Look over the material for the string "white". Copy every line where it turns up.

=== Begin Enclosure ===

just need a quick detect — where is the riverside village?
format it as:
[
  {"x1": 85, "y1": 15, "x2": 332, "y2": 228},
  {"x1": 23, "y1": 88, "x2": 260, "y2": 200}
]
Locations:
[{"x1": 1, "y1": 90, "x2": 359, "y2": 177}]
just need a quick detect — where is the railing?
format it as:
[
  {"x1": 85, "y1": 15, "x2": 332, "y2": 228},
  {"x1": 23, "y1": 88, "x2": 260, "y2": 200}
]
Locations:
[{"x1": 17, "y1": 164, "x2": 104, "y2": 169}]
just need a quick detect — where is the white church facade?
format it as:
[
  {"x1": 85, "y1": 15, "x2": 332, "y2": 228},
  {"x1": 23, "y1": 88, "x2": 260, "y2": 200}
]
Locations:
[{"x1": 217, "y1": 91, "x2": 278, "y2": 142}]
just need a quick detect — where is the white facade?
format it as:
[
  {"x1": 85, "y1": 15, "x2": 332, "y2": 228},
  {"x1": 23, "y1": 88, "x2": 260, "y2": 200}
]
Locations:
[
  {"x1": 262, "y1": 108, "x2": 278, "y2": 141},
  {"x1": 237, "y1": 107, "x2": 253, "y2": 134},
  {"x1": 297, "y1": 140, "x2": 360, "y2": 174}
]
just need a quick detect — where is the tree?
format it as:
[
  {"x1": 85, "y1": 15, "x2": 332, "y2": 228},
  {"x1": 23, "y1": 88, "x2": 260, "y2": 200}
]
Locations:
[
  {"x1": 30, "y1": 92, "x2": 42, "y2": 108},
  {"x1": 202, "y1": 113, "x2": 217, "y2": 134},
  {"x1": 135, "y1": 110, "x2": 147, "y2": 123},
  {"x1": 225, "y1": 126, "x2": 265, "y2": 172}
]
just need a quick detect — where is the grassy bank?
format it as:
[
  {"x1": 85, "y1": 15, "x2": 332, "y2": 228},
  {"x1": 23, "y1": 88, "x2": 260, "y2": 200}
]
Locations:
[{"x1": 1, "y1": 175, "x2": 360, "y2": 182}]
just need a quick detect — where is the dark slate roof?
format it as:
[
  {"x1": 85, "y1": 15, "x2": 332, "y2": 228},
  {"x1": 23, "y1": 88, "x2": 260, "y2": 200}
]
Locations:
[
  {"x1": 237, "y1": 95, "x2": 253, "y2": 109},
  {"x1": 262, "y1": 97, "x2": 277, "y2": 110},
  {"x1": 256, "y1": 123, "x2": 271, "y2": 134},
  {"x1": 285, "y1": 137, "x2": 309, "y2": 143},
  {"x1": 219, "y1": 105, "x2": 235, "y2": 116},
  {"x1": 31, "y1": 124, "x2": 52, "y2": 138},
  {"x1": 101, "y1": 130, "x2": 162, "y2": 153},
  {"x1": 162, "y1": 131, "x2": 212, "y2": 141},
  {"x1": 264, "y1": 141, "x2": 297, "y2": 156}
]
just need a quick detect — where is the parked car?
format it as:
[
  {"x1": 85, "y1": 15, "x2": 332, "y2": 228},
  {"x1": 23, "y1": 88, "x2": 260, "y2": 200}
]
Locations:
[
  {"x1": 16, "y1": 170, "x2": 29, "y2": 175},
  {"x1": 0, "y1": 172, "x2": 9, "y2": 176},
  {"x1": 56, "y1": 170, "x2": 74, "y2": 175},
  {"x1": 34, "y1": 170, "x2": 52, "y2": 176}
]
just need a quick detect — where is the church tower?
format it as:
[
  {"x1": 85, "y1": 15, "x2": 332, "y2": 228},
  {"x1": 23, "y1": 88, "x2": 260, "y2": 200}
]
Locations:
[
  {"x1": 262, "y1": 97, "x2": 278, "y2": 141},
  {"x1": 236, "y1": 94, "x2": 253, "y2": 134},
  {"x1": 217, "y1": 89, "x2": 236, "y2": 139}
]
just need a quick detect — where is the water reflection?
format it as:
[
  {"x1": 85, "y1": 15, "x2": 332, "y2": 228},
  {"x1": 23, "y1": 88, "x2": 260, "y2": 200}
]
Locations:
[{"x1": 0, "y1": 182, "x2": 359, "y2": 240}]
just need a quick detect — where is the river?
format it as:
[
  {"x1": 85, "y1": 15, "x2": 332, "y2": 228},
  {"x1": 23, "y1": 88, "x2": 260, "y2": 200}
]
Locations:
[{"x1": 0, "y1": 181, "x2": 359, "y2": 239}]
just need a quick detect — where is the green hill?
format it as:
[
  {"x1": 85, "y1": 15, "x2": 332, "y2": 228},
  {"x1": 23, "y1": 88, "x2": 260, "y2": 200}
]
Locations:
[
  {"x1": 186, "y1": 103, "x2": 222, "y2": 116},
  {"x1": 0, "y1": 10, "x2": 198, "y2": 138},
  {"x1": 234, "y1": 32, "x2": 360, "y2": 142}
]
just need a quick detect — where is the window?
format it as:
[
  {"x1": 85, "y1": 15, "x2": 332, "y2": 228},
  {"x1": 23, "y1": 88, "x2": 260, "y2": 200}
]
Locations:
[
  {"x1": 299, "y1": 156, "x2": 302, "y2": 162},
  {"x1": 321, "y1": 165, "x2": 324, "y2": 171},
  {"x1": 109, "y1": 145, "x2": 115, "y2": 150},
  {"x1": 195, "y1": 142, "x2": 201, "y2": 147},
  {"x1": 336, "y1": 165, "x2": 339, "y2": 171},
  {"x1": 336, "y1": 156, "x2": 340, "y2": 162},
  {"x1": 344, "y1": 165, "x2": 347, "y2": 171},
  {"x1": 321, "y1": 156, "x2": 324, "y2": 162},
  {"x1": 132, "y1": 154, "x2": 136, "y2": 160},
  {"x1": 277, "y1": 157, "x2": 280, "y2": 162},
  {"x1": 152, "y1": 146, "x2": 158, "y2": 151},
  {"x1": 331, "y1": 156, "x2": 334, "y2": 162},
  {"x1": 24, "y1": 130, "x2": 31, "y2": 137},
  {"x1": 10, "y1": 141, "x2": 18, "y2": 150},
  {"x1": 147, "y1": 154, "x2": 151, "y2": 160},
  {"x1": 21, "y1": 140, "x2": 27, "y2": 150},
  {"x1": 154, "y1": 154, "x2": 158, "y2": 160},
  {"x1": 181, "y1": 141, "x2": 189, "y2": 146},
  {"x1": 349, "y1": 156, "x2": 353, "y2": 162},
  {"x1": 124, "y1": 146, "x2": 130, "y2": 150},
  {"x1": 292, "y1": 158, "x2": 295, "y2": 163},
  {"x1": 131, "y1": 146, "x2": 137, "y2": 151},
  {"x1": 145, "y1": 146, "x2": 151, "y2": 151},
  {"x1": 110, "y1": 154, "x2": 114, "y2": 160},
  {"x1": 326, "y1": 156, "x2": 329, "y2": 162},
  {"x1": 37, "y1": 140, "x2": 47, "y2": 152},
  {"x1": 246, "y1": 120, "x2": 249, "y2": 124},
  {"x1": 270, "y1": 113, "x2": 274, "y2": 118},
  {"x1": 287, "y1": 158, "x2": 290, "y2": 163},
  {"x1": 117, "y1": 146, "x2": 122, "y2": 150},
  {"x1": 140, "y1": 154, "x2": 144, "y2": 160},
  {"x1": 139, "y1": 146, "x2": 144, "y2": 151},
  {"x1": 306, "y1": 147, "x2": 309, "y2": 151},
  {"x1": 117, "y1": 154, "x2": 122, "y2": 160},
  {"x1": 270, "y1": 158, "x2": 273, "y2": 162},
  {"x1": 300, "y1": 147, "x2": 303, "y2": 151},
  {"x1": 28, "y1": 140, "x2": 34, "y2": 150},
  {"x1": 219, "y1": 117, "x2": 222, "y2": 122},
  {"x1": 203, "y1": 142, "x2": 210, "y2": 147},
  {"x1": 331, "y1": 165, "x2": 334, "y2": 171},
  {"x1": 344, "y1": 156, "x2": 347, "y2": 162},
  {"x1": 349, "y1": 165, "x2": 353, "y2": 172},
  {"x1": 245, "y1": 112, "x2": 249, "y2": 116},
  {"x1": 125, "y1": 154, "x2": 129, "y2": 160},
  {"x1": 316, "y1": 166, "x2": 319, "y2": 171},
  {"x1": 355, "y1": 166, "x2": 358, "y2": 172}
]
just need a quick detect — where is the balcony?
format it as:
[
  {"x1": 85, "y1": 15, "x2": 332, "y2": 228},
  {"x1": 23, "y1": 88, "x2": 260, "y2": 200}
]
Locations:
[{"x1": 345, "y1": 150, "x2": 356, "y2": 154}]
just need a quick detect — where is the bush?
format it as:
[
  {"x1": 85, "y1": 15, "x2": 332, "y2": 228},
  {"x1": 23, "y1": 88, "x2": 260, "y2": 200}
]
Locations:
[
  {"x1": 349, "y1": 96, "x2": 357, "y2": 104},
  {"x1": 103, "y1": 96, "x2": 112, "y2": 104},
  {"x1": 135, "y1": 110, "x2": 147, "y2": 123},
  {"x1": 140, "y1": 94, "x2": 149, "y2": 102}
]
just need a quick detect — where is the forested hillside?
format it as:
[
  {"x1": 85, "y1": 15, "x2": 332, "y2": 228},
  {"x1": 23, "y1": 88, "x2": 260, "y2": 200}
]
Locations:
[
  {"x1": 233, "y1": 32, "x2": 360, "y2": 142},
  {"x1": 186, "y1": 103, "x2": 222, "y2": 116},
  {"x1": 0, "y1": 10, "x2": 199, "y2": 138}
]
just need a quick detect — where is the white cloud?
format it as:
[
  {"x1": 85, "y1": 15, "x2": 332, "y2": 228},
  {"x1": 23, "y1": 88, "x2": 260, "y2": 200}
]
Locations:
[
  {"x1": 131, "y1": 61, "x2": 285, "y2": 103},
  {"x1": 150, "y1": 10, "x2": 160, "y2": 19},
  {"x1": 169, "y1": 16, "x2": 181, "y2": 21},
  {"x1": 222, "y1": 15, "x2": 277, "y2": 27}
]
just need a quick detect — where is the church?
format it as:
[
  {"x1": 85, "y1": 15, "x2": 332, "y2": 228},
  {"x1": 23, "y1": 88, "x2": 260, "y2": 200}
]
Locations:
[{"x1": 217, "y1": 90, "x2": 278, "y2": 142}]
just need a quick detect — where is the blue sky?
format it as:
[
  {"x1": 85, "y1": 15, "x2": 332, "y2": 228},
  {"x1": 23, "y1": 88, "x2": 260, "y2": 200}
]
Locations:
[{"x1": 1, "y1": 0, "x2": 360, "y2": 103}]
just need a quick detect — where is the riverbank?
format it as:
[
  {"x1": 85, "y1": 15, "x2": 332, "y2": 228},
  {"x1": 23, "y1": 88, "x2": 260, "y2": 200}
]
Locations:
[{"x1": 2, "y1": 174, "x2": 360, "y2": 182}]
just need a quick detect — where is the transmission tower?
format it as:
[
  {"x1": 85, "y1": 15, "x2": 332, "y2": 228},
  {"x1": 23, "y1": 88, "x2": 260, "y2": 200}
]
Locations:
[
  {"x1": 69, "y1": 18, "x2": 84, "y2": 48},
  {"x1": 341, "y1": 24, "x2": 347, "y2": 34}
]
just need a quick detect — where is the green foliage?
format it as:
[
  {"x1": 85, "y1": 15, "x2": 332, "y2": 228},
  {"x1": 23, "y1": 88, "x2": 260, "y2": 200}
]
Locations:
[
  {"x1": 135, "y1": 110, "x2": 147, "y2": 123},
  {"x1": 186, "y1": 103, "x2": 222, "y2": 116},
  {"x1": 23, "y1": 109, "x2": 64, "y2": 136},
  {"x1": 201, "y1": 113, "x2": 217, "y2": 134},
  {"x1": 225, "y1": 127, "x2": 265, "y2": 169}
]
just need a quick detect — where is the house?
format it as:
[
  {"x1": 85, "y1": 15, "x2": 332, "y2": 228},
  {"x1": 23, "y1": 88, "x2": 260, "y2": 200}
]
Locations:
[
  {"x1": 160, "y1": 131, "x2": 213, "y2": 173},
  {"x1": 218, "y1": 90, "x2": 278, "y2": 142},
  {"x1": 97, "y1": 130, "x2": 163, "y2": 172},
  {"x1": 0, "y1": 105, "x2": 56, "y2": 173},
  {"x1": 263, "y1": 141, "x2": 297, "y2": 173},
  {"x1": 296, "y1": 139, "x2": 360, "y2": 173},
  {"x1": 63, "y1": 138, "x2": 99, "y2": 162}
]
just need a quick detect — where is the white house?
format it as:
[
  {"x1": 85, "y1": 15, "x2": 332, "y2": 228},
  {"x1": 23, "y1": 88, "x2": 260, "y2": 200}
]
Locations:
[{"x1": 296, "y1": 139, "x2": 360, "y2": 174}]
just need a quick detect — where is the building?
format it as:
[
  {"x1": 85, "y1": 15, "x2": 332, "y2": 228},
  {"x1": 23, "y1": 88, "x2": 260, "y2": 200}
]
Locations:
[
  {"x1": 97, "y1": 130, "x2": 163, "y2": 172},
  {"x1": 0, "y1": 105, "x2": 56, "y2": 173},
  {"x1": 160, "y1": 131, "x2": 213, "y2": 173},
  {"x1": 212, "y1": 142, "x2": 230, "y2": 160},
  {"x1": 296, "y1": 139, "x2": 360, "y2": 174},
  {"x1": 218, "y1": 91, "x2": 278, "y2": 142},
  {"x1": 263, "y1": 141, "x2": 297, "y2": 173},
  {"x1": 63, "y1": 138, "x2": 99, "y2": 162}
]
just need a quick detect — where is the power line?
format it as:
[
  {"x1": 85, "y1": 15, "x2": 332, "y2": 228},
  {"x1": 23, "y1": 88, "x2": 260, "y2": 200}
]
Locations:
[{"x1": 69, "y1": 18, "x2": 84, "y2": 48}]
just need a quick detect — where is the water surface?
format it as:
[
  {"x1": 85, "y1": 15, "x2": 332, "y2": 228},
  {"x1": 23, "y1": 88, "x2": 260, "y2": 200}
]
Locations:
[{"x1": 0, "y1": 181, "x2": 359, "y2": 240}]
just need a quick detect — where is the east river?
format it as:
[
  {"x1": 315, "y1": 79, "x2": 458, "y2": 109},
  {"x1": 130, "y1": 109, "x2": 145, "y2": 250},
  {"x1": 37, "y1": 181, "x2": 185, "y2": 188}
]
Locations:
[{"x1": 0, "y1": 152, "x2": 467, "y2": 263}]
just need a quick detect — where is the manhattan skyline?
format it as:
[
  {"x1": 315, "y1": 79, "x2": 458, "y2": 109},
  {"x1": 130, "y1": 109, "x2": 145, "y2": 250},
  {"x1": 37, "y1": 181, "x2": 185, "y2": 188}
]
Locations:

=== End Enclosure ===

**Task output**.
just need a quick detect — where is the white church facade?
just need a quick detect — where is the white facade?
just need a quick detect — where is the white cloud?
just need a quick detect — where is the white house?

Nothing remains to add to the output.